Selected text —
** START **

Moroccan Red Lentil Vegetarian Soup
Source: arcticgardens

Ingredients

  • 1 bag (750 g) Arctic Gardens Soup vegetable mix
  • 2 tbsp (30 mL) extra-virgin olive oil
  • 4 cloves garlic, minced
  • 1 tsp (5 mL) pepper
  • 1 tsp (5 mL) turmeric
  • 1 tsp (5 mL) ground cumin
  • 1 tsp (5 mL) cinnamon
  • 1 tsp (5 mL) dried coriander (optional)
  • 1 tsp (5 mL) smoked paprika (optional)
  • 1/4 tsp (1 mL) ground ginger or 1 tsp fresh ginger
  • Pinch saffron (optional)
  • 6 cups (1.5 L) water
  • 1 cup (250 mL) red lentils
  • 1 can (5.5 oz/156 ml) tomato paste
  • 2 potatoes, peeled and cubed
  • 1 can (28 oz/796 mL) tomatoes
  • 1/4 cup (50 mL) light or low-fat sour cream
  • 2 tbsp (30 mL) minced fresh parsley
PREP TIME
15m
COOK TIME
50m
TOTAL TIME
1h5m
YIELD
8 servings

Instructions

  • In large heavy saucepan or Dutch oven, heat oil over medium heat; cook garlic and Arctic Gardens vegetables, stirring occasionally, until softened, about 3 minutes.
  • Add pepper, turmeric, cumin, cinnamon, coriander and paprika (if using), ginger and saffron (if using); cook, stirring often, for 2 minutes.
  • Add water, red lentils, tomato paste, potatoes and tomatoes, breaking up tomatoes; bring to boil. Reduce heat, cover and simmer for 45 minutes . 
  • Ladle into bowls. Serve dolloped with sour cream; sprinkle with parsley.

** END **

Dataset content —
** START **

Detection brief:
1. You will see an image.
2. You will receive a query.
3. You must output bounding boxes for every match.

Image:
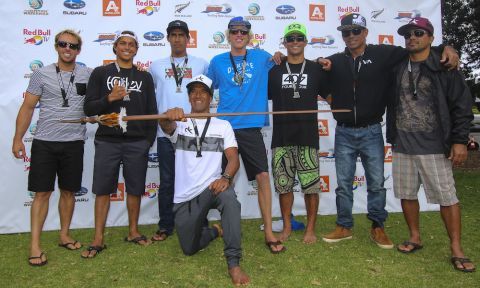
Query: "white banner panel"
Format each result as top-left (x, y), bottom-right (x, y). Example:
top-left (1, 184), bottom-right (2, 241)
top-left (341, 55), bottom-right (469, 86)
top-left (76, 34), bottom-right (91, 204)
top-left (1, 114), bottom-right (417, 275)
top-left (0, 0), bottom-right (441, 233)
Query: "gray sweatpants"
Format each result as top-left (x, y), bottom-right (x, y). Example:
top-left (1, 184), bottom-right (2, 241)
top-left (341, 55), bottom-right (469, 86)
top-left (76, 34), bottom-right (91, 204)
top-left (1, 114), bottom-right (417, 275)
top-left (173, 187), bottom-right (242, 268)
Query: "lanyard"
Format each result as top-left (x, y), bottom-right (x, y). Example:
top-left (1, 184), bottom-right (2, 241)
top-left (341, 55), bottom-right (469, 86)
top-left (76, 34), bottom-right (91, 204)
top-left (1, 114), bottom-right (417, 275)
top-left (285, 59), bottom-right (307, 98)
top-left (190, 117), bottom-right (211, 158)
top-left (407, 59), bottom-right (421, 100)
top-left (170, 56), bottom-right (188, 93)
top-left (115, 62), bottom-right (135, 101)
top-left (230, 50), bottom-right (248, 88)
top-left (55, 65), bottom-right (75, 107)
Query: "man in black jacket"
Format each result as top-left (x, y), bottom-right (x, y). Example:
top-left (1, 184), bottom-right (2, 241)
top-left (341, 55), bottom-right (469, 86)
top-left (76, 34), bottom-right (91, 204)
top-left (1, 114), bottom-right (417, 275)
top-left (387, 17), bottom-right (475, 272)
top-left (82, 31), bottom-right (157, 258)
top-left (323, 13), bottom-right (458, 249)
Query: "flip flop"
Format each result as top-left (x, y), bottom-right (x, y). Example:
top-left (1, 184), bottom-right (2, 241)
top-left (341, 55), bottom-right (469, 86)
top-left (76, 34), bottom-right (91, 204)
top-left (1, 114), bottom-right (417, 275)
top-left (265, 241), bottom-right (287, 254)
top-left (125, 235), bottom-right (148, 246)
top-left (397, 241), bottom-right (423, 254)
top-left (28, 252), bottom-right (48, 267)
top-left (58, 241), bottom-right (82, 251)
top-left (80, 245), bottom-right (107, 259)
top-left (450, 257), bottom-right (476, 272)
top-left (150, 230), bottom-right (170, 242)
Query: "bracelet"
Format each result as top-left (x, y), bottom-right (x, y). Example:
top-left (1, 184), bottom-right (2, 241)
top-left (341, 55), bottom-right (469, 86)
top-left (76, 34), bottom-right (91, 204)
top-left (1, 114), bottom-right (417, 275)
top-left (222, 173), bottom-right (233, 184)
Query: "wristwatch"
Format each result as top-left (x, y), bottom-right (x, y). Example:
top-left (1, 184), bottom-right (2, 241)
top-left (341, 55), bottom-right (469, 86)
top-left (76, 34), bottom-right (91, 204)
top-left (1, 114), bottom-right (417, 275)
top-left (222, 172), bottom-right (233, 184)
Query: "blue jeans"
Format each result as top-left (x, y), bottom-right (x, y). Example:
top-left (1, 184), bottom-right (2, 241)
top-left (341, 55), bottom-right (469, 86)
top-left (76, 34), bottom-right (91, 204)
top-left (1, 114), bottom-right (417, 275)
top-left (157, 137), bottom-right (175, 235)
top-left (335, 124), bottom-right (388, 228)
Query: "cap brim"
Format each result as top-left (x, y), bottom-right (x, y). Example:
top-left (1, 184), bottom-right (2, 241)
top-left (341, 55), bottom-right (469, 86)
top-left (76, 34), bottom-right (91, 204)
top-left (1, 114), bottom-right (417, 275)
top-left (337, 24), bottom-right (367, 31)
top-left (283, 30), bottom-right (307, 37)
top-left (187, 81), bottom-right (213, 96)
top-left (397, 24), bottom-right (433, 36)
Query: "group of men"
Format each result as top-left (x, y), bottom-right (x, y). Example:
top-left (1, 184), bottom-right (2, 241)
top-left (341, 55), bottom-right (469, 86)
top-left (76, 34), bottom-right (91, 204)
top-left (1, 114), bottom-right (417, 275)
top-left (12, 13), bottom-right (475, 284)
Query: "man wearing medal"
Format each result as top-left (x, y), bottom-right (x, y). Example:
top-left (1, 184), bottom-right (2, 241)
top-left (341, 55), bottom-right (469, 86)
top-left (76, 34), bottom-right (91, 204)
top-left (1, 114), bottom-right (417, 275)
top-left (12, 30), bottom-right (91, 266)
top-left (208, 17), bottom-right (286, 254)
top-left (150, 20), bottom-right (208, 241)
top-left (160, 75), bottom-right (250, 285)
top-left (268, 22), bottom-right (326, 244)
top-left (81, 31), bottom-right (158, 258)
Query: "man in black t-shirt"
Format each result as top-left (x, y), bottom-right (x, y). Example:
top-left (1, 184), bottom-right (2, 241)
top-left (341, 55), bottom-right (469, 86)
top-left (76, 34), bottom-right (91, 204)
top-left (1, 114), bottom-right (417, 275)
top-left (387, 17), bottom-right (475, 272)
top-left (82, 31), bottom-right (157, 258)
top-left (268, 23), bottom-right (324, 244)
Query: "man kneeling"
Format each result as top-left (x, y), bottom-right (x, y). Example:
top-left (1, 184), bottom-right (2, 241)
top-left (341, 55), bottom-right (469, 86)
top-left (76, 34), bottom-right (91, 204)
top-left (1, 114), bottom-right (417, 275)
top-left (160, 75), bottom-right (250, 285)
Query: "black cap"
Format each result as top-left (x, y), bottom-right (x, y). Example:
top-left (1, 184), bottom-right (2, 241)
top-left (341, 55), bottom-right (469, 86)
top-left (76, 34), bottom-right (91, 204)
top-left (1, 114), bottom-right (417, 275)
top-left (167, 20), bottom-right (190, 37)
top-left (337, 13), bottom-right (367, 31)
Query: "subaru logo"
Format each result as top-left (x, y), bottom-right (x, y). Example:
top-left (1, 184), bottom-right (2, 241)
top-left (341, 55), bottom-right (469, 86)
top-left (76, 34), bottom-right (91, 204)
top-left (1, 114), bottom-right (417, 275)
top-left (148, 153), bottom-right (158, 163)
top-left (143, 31), bottom-right (165, 41)
top-left (63, 0), bottom-right (86, 9)
top-left (276, 5), bottom-right (295, 14)
top-left (75, 187), bottom-right (88, 197)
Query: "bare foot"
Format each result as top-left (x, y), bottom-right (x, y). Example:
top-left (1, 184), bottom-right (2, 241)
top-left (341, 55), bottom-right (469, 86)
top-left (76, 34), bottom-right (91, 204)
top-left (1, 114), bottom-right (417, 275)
top-left (278, 228), bottom-right (292, 242)
top-left (28, 251), bottom-right (48, 266)
top-left (228, 266), bottom-right (250, 286)
top-left (303, 231), bottom-right (317, 244)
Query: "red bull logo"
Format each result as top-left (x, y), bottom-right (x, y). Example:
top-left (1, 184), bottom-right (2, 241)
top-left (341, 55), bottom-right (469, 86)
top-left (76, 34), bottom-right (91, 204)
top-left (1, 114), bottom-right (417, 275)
top-left (318, 119), bottom-right (330, 136)
top-left (384, 146), bottom-right (393, 163)
top-left (23, 28), bottom-right (52, 45)
top-left (143, 182), bottom-right (160, 199)
top-left (102, 0), bottom-right (122, 16)
top-left (352, 176), bottom-right (365, 190)
top-left (110, 183), bottom-right (125, 201)
top-left (187, 30), bottom-right (197, 48)
top-left (378, 35), bottom-right (393, 45)
top-left (308, 4), bottom-right (325, 22)
top-left (320, 176), bottom-right (330, 193)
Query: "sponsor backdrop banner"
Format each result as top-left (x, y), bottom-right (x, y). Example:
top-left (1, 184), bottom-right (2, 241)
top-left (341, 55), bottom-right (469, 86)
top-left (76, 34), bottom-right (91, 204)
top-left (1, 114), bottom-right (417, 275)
top-left (0, 0), bottom-right (441, 233)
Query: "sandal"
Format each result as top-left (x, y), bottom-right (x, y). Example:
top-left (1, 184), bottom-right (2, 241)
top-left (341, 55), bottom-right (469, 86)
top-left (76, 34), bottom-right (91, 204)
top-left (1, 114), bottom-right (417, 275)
top-left (80, 245), bottom-right (107, 259)
top-left (58, 241), bottom-right (82, 251)
top-left (125, 235), bottom-right (150, 246)
top-left (397, 241), bottom-right (423, 254)
top-left (265, 241), bottom-right (287, 254)
top-left (450, 257), bottom-right (476, 272)
top-left (28, 252), bottom-right (48, 266)
top-left (151, 230), bottom-right (170, 242)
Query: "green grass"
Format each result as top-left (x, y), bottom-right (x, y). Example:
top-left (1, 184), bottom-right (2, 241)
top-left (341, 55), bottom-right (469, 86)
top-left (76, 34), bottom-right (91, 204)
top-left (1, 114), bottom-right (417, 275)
top-left (0, 171), bottom-right (480, 287)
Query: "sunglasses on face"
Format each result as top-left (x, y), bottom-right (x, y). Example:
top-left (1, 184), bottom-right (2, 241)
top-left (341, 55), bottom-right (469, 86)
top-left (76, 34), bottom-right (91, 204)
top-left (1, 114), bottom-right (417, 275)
top-left (403, 29), bottom-right (427, 39)
top-left (57, 41), bottom-right (80, 50)
top-left (229, 29), bottom-right (248, 36)
top-left (342, 28), bottom-right (363, 37)
top-left (285, 35), bottom-right (305, 43)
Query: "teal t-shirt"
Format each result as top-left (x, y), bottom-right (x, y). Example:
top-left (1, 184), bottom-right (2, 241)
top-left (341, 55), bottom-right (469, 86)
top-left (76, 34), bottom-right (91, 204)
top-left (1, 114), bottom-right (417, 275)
top-left (208, 49), bottom-right (275, 129)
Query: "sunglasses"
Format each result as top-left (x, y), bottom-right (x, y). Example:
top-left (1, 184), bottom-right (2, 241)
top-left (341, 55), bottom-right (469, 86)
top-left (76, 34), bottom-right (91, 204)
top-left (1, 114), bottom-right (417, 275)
top-left (285, 35), bottom-right (305, 43)
top-left (229, 29), bottom-right (248, 36)
top-left (342, 28), bottom-right (363, 37)
top-left (57, 41), bottom-right (80, 50)
top-left (403, 29), bottom-right (427, 39)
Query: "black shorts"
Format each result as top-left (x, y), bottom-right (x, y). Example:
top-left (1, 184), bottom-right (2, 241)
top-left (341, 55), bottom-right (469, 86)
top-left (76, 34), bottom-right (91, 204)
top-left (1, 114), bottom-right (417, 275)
top-left (223, 128), bottom-right (268, 181)
top-left (28, 139), bottom-right (84, 192)
top-left (92, 140), bottom-right (150, 196)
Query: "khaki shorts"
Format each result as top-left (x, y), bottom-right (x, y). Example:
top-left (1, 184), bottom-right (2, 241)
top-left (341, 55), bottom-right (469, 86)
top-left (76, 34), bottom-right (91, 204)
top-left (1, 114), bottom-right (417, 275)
top-left (392, 152), bottom-right (458, 206)
top-left (272, 146), bottom-right (320, 194)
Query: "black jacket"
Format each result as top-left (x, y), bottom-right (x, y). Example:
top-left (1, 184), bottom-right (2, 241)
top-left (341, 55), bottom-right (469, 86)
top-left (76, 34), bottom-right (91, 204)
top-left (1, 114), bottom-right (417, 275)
top-left (328, 45), bottom-right (408, 127)
top-left (387, 50), bottom-right (473, 156)
top-left (84, 63), bottom-right (158, 145)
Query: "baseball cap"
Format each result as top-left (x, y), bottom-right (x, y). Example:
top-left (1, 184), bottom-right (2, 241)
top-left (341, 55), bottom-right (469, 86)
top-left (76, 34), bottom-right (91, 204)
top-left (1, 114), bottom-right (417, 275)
top-left (113, 31), bottom-right (138, 46)
top-left (228, 16), bottom-right (252, 30)
top-left (337, 13), bottom-right (367, 31)
top-left (397, 17), bottom-right (433, 36)
top-left (187, 74), bottom-right (213, 95)
top-left (167, 20), bottom-right (190, 36)
top-left (283, 22), bottom-right (307, 37)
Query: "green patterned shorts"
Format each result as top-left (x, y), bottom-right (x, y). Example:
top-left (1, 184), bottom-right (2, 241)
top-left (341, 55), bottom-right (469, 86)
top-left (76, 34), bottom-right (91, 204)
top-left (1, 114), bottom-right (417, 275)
top-left (272, 146), bottom-right (320, 194)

** END **

The exercise —
Reproduce the lentil soup recipe word for word, starting with the words "Moroccan Red Lentil" and ending after "dried coriander (optional)". The entries have no connection to the lentil soup recipe.

Solution to this exercise —
Moroccan Red Lentil Vegetarian Soup
Source: arcticgardens

Ingredients

  • 1 bag (750 g) Arctic Gardens Soup vegetable mix
  • 2 tbsp (30 mL) extra-virgin olive oil
  • 4 cloves garlic, minced
  • 1 tsp (5 mL) pepper
  • 1 tsp (5 mL) turmeric
  • 1 tsp (5 mL) ground cumin
  • 1 tsp (5 mL) cinnamon
  • 1 tsp (5 mL) dried coriander (optional)